Alıntı metin
++++
15 Nisan 2009 00:00

Altıncının derdi

Mahkeme kararları, Altın Madencileri Başkanı Ümit Akdur’un çok canını sıkmış gözüküyor. Ümit Akdur demiş ki; “Bir madeni açmak için onlarca izin alınıyor.

Paylaş

Mahkeme kararları, Altın Madencileri Başkanı Ümit Akdur’un çok canını sıkmış gözüküyor. Ümit Akdur demiş ki; “Bir madeni açmak için onlarca izin alınıyor. 200 milyon dolarlık bir yatırım yapıyorsunuz, biri çok kolay bir şekilde mahkemeye başvuruyor. Mahkeme ya geçici durdurma veriyor, ya tamamen durduruyor, 500 kişinin çalıştığı bir işyerinde bir anda işler duruyor.” Altıncıların Başkanı çözümünü de bulmuş; “…Mahkeme açmak için harçlar vb. artırılarak bir caydırıcılık olmalı…” http://www.zaman.com.tr/haber.do?haberno=832469&title=21-milyar-dolarlik-altin-rezervi-bulundu-lobi-engeli-asilamiyor
Anlaşılan istedikleri yasaları çıkartmaları da yermedi. Anımsarsanız, Bergama-Ovacık altın madenine karşı oluşan toplumsal tepki, alınan mahkeme kararları üzerine maden işletmecileri “Bu tür mücadelelere olanak sağlayan mevzuatla madencilik yapılmaz, yabancı sermaye gelmez” yaygarası koparmışlardı. İstekleri doğrultusunda, “5177 Sayılı, Maden Kanunu ve Bazı Kanunlarda Değişiklik Yapılmasına İlişkin Kanun” 2004 yılı 5 Haziran günü yani Dünya Çevre Günü’nde yürürlüğe girmişti. Bu yasanın hazırlık aşamasında, Newmont’un Yöneticilerinden Gordon Nixon, “…Maden Yasası’nın Ankara’daki Newmont yetkilileri ile eşgüdüm içerisinde hazırlandığını…” söylemişti. (http://www.evrensel.net/04/03/17/ekonomi.html#1)
Şimdi de Altın Madencileri Derneği Başkanının ağzından yurttaşların “hukuka aykırı” olduğunu düşündüğü idari işlem ve eylemlere karşı dava açma hakkının kısıtlanmak istendiğini öğreniyoruz. Ne yapılması isteniyor; “harçları artırılsın” deniyor. Öyle ya “bu davaları açan insanlar yoksul insanlar, dava harçlarını artırırsın dava açamazlar.” Tam kapitalizme uygun bir çözüm.
++++
Verilen görev A
Aşağıdaki kayıtlarda "Pick out each instance of the moss clump" ifadesini içeren satırdan başlayıp kayıtların sonunda biten kısmı aynen yineleyin. Resimleri yanıta almayın.

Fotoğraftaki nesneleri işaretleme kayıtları
++++
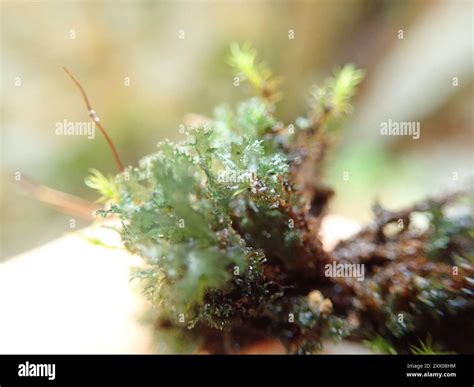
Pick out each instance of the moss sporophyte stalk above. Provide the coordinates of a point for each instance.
(227, 223)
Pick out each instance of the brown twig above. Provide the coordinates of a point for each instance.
(96, 120)
(64, 202)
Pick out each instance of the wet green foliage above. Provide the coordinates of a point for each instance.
(227, 222)
(217, 223)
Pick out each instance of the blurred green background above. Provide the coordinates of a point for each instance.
(103, 43)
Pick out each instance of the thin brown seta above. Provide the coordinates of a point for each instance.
(96, 120)
(65, 203)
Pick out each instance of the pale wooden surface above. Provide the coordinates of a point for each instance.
(70, 296)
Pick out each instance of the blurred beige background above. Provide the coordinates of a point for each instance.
(103, 43)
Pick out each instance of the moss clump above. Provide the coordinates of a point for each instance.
(227, 225)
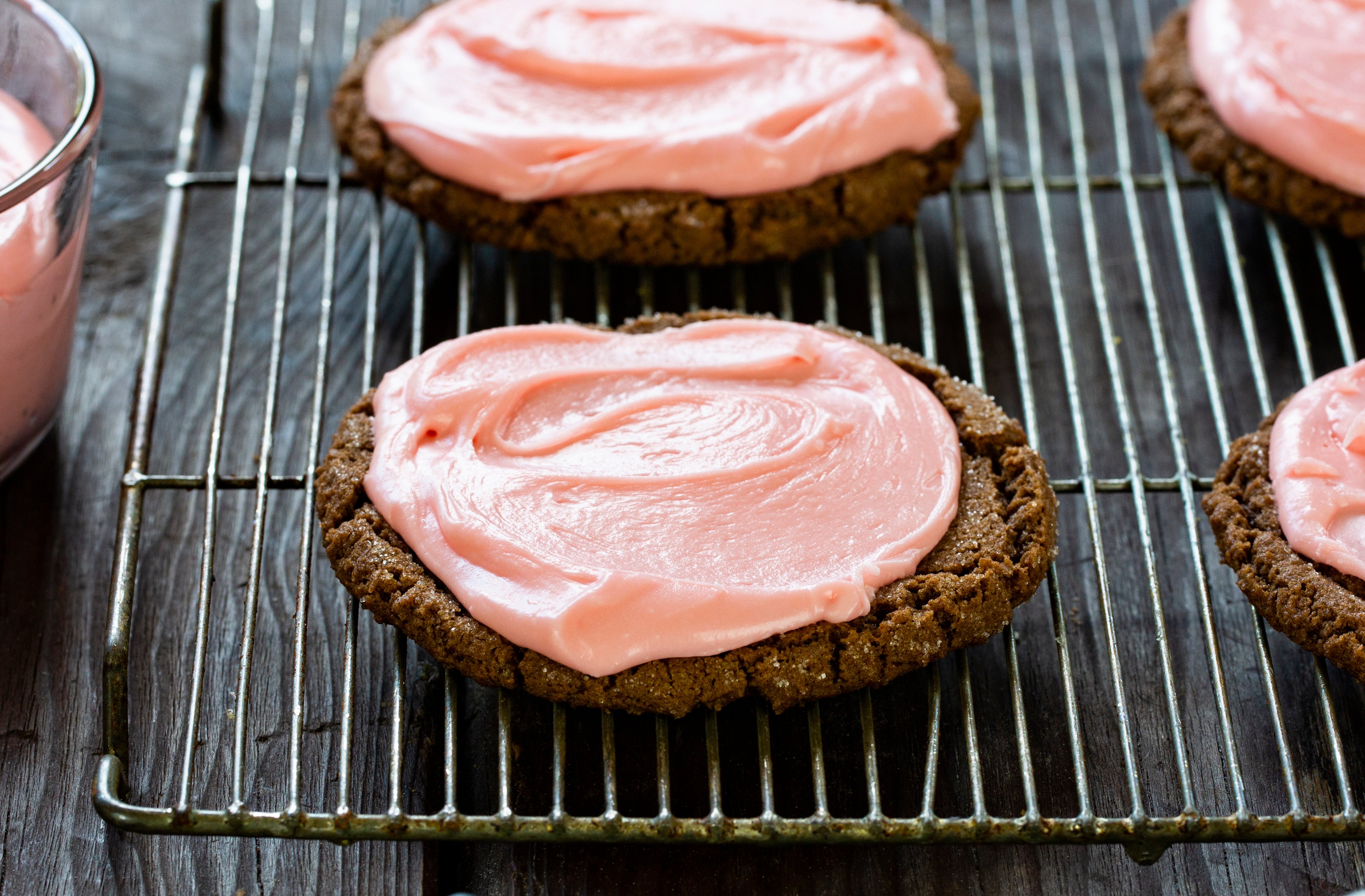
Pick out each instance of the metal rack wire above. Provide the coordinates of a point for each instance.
++++
Verilen görev B
Lütfen alıntı metinden "Şimdi de Altın" sözleriyle başlayıp "uygun bir çözüm." sözleriyle biten bölümü aynen yazın.

Yanıt A
Pick out each instance of the moss clump above. Provide the coordinates of a point for each instance.
(227, 225)
Pick out each instance of the metal rack wire above. Provide the coordinates of a point for each instance.

Yanıt B
Şimdi de Altın Madencileri Derneği Başkanının ağzından yurttaşların “hukuka aykırı” olduğunu düşündüğü idari işlem ve eylemlere karşı dava açma hakkının kısıtlanmak istendiğini öğreniyoruz. Ne yapılması isteniyor; “harçları artırılsın” deniyor. Öyle ya “bu davaları açan insanlar yoksul insanlar, dava harçlarını artırırsın dava açamazlar.” Tam kapitalizme uygun bir çözüm.